## DIRECTIONS
Copy out the material below, character for character, from the line with "Diagnostic imaging module: highlight the dense" up to and including the line with "(68, 255), (1049, 589)".

## ROWS
******************************

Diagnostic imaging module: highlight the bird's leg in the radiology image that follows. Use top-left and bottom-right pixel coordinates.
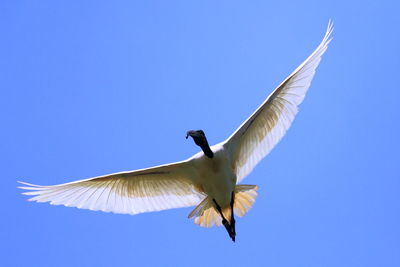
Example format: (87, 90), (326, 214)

******************************

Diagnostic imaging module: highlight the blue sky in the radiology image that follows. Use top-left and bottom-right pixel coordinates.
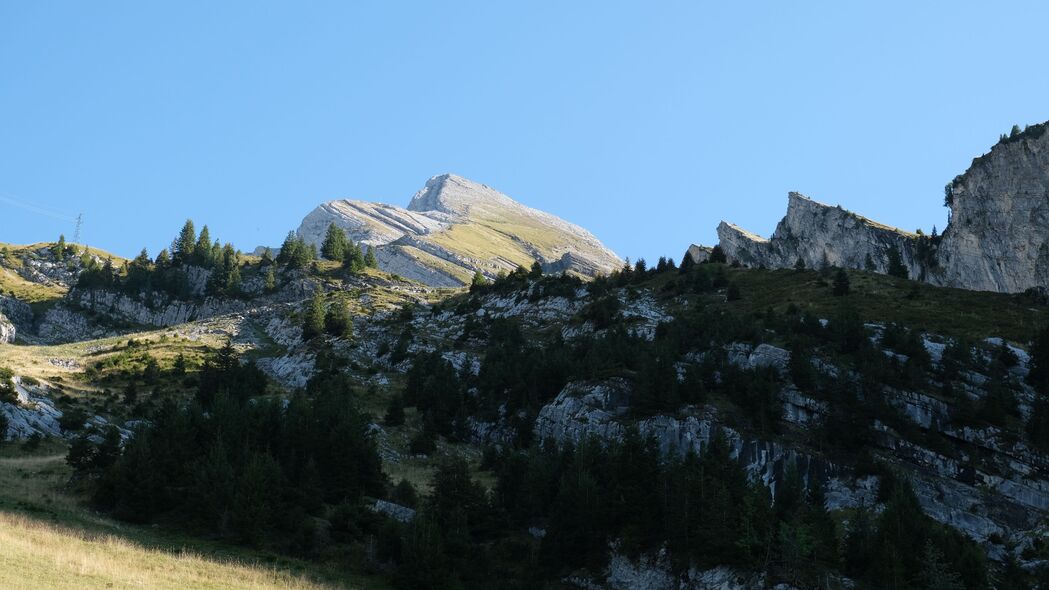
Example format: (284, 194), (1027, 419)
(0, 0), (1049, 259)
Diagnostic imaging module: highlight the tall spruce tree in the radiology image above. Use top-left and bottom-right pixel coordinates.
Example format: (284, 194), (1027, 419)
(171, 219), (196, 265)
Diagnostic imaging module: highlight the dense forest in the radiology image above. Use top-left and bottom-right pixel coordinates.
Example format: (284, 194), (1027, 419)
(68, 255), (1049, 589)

******************************

## OUTPUT OF THE EXERCISE
Diagnostic imaging module: highlight the dense forest in the radiology image above. Use top-left and bottom-right pixel coordinates.
Example format: (284, 194), (1027, 419)
(68, 255), (1049, 589)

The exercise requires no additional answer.